TASK PROMPT
Write the records out again exactly, but without pictures.

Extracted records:
########
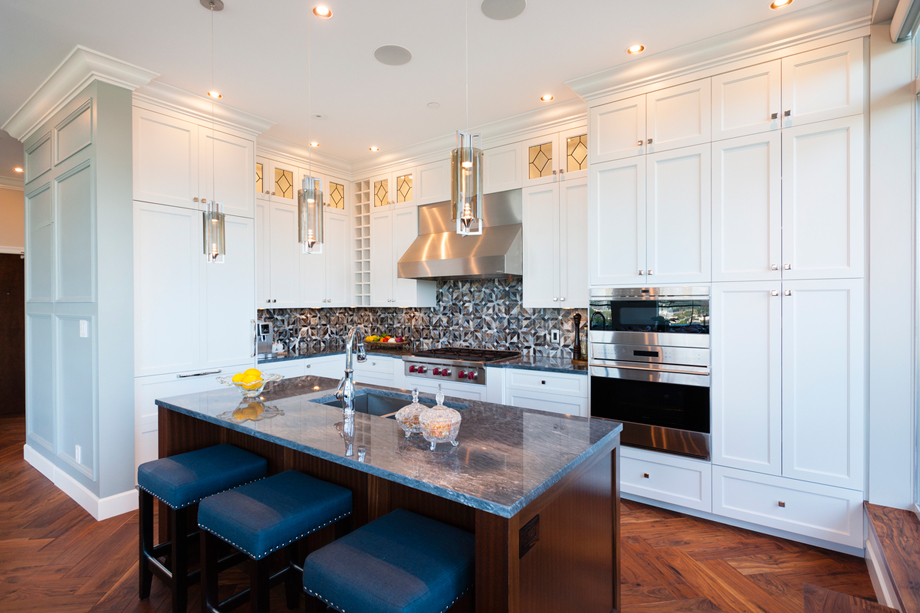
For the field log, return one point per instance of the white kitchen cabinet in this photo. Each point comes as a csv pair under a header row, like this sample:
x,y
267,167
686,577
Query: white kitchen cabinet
x,y
617,222
747,101
829,513
433,182
823,381
617,130
747,208
827,83
747,409
502,168
679,116
824,200
679,216
555,219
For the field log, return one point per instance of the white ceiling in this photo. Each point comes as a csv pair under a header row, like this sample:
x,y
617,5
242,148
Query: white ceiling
x,y
261,55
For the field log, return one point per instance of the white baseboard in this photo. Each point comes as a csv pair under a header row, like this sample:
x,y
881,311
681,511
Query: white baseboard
x,y
99,508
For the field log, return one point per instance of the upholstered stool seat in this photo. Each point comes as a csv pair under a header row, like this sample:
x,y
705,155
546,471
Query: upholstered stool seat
x,y
260,518
400,563
180,481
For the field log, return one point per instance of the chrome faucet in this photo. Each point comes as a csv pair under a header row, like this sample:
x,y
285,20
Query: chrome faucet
x,y
346,389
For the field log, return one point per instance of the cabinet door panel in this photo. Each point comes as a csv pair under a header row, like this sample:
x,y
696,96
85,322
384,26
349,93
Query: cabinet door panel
x,y
573,250
824,200
167,268
226,171
679,211
617,222
823,84
165,160
679,116
747,376
744,101
336,254
381,226
228,299
541,244
284,256
747,208
823,374
617,130
501,168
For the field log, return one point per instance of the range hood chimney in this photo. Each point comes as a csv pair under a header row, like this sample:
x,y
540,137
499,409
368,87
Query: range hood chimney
x,y
440,253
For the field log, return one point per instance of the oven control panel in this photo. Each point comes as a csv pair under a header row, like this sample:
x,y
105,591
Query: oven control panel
x,y
443,371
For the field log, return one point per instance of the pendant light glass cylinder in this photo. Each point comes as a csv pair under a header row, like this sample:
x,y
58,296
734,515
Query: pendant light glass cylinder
x,y
215,233
310,213
466,184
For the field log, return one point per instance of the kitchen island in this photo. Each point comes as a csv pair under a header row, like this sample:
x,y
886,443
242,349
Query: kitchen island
x,y
539,491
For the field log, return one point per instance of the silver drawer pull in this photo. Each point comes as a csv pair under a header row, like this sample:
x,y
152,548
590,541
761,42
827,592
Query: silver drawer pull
x,y
199,374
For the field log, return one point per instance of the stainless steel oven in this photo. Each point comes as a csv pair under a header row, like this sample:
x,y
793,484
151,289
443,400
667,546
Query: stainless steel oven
x,y
650,365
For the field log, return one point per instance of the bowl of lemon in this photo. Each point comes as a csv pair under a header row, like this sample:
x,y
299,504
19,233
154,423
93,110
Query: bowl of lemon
x,y
250,382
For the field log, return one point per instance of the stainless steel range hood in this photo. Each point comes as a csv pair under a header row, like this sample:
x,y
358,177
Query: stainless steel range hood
x,y
440,253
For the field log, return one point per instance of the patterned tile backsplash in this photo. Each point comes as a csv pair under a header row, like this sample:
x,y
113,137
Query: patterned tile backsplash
x,y
470,313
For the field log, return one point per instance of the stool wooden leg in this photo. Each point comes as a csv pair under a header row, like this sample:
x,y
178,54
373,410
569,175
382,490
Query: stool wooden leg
x,y
293,580
259,586
145,521
179,523
209,570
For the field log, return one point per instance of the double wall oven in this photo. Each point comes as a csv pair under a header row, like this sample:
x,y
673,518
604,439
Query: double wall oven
x,y
649,365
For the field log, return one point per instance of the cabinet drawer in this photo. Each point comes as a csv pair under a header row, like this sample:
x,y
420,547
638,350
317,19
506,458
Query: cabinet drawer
x,y
547,382
667,478
820,511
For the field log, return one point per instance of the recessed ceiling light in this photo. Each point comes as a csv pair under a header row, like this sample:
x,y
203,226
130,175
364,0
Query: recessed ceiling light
x,y
392,55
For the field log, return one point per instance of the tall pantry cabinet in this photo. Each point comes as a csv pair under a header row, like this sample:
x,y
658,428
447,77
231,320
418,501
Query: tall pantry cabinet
x,y
193,320
785,141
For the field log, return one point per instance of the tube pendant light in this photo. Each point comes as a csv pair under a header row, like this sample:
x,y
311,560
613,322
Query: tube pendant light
x,y
466,164
310,197
214,222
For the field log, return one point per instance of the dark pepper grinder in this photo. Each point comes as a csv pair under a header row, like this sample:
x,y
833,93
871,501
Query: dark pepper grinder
x,y
576,351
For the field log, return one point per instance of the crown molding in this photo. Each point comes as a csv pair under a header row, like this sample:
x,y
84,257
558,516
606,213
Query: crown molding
x,y
300,155
80,68
813,23
201,108
12,183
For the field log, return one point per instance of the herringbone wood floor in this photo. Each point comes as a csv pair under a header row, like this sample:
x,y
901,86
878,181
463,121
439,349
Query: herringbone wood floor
x,y
54,556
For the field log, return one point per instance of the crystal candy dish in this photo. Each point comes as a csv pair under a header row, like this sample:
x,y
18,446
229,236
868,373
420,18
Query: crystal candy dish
x,y
250,390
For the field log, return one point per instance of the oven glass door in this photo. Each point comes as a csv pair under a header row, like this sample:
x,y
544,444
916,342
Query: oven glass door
x,y
677,315
666,405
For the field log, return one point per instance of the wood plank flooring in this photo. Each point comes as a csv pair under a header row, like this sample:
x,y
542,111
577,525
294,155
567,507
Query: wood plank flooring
x,y
54,556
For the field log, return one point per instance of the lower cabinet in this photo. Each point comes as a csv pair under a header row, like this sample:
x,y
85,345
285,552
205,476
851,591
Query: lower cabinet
x,y
829,513
668,478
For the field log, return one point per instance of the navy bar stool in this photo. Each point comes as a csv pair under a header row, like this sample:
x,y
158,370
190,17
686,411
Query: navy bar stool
x,y
180,481
261,518
400,563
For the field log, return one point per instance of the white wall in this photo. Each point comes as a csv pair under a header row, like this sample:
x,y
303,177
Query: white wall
x,y
891,270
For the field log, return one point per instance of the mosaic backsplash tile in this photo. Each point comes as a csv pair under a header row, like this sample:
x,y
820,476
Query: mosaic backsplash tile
x,y
470,313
########
SOLUTION FOR THIS EXERCISE
For the field log, return one point per instance of the white kitchen cabinet in this photo. Each point comes as a csv pair under a header row, like this sample:
x,y
267,167
686,577
Query: white kitchen cabinet
x,y
617,222
747,101
829,513
433,182
823,381
617,130
747,208
827,83
747,409
502,168
679,116
824,200
679,216
555,219
For the field log, return one point per instance of the white ceiling in this photo. Each point comes as a csv pair under a header row, like this sample:
x,y
617,5
242,148
Query: white ceiling
x,y
261,55
For the field log, return one point per instance of the white baseboard in this photo. Each point comes as a csv pair under a header row, like this sample:
x,y
881,311
681,511
Query: white baseboard
x,y
99,508
For the field log, return one point per instance of the upholstered stool seat in this photo. Each point comes as a csv pair under a header row, like this sample:
x,y
705,155
546,471
Query: upholstered stool seat
x,y
260,518
400,563
180,481
For the field log, return one point per instance of the chrome faucet in this photo. Each point comes as a csv pair under a header row, like this sample:
x,y
285,20
Query: chrome faucet
x,y
346,389
For the field log, return one point per instance of the cabinet door panel in this photo. Each point comes as a csv pair under a header row, like this sample:
x,y
696,96
85,322
384,26
349,93
Query: cabinet door panel
x,y
573,250
824,200
167,268
226,171
679,211
617,222
823,84
165,160
679,116
747,376
744,101
336,254
381,226
228,299
541,244
284,256
747,208
823,374
617,130
501,168
For the field log, return one point per instance of the range hood chimney in this photo. Each point comes as a csv pair under a header row, like this sample:
x,y
540,137
499,409
368,87
Query: range hood chimney
x,y
440,253
For the field log, return one point per instance of the oven control panel in this photo. Each point comes as a csv pair under a header row, like this sample:
x,y
105,591
Query: oven control panel
x,y
443,371
For the field log, return one point per instance of the pendant light glass cylinder in this photo. Each point comes as a csv pair under a header row, like this sample:
x,y
58,296
734,515
Query: pendant light glass cylinder
x,y
215,233
310,213
466,184
For the field log, return one point per instance of the kitchen island in this photo. Each point comes as a csv pair under a header row, like this sample:
x,y
886,443
242,349
Query: kitchen island
x,y
539,491
For the field log, return one point per instance of the silver drawer pull in this photo. Each point comes as a csv pair under a header row, like this sample:
x,y
152,548
590,541
761,42
827,592
Query: silver drawer pull
x,y
199,374
For the field log, return one point per instance of the stainless steel oven in this photo. Each point comes as a csv pair under a header row, like this sample:
x,y
793,484
151,289
443,400
667,546
Query: stainless steel oven
x,y
650,365
For the field log, return one point per instance of the bowl of lemon in this photo. Each point comes as a csv pair under a header row, like this sample:
x,y
299,504
19,233
154,423
93,110
Query: bowl of lemon
x,y
250,382
For the field log, return one point per instance of the stainless steel range hood in this photo. Each point comes as a csv pair under a header row, like this sample:
x,y
358,177
Query: stainless steel range hood
x,y
440,253
For the field log, return one point per instance of the patterned tile backsplash in this photo. Each point comes as a csv pair under a header row, like this sample:
x,y
113,137
Query: patterned tile backsplash
x,y
470,313
For the field log, return one point per instance of the stool wooden leg in this photo. Each point comes as a csv pair under a header row, like this sample:
x,y
178,54
373,410
569,175
382,490
Query: stool wooden leg
x,y
293,580
259,586
145,521
179,523
209,570
For the field log, return one point per instance of the double wall oven in this photo. Each point comes as a csv pair under a header row, like this sample:
x,y
673,518
604,439
Query: double wall oven
x,y
649,365
For the field log, return one point per instance of the cabinet drawer in this photo. Each point comes as a csv pair under a header row, like this sample:
x,y
420,547
638,350
317,19
506,458
Query: cabinet drawer
x,y
547,382
667,478
820,511
For the field log, return one point per instance of the recessed ceiling light in this photo. Each point comes as a csv pair under a header row, like this sample:
x,y
203,226
130,175
364,0
Query: recessed ceiling light
x,y
392,55
For the field log, return one point per instance of the tall pantry cabinet in this photo. Each point comes as a csv pair under a header row, like this sample:
x,y
658,428
447,77
231,320
418,501
Query: tall pantry cabinet
x,y
193,320
785,141
For the field log, return one point per instance of the tube pendant light in this photo. Each point comes as a csv pair under a header row, like this sample:
x,y
311,560
613,322
Query: tube pendant light
x,y
466,164
310,197
214,222
For the field log, return one point per instance of the dark pepper grinder in this photo. Each point comes as a csv pair under a header row, like this sample:
x,y
833,93
871,501
Query: dark pepper grinder
x,y
576,351
For the field log, return one point per instance of the crown molding in this photo. Each point comes as a csv pair under a header row, like this sample:
x,y
84,257
558,516
606,213
Query: crown molding
x,y
300,155
80,68
813,23
201,108
12,183
For the field log, return one point per instance of the herringbone wood floor in this photo. Each point comes as a csv pair under a header row, like this sample:
x,y
901,86
878,181
463,121
439,349
Query: herringbone wood floor
x,y
54,556
For the field log, return one point per instance of the crystal candy dish in this photo. Each point comes as a csv pair under a header row, like this sample:
x,y
18,446
229,236
868,373
420,18
Query: crystal candy dish
x,y
250,390
For the field log, return one point per instance of the oven glass door in this photo. Each point comes as a csv pair under a header row, like this sample:
x,y
544,444
916,342
Query: oven glass door
x,y
677,315
666,405
For the field log, return one point per instance of the wood plank flooring in this photo. Each point comes as a csv pair under a header row, like this sample:
x,y
542,111
577,525
294,155
567,507
Query: wood plank flooring
x,y
54,556
For the field log, return one point per instance of the lower cabinet in this photo. Each point comes as a csv pair under a header row, like this sample:
x,y
85,345
285,552
205,476
851,591
Query: lower cabinet
x,y
829,513
668,478
For the field log, return one point per instance of the navy bar stool in this photo. Each point comes as a csv pair under a header row, like this sample:
x,y
158,370
190,17
686,411
Query: navy bar stool
x,y
180,481
261,518
400,563
For the field log, return one point per instance of the white wall in this photo. Each point comes as a csv pair under a header row, like this sample:
x,y
303,177
Query: white wall
x,y
891,270
For the field log, return one point per instance of the mosaic backsplash tile in this photo. Each point comes as a csv pair under a header row, like this sample:
x,y
820,476
Query: mosaic backsplash tile
x,y
470,313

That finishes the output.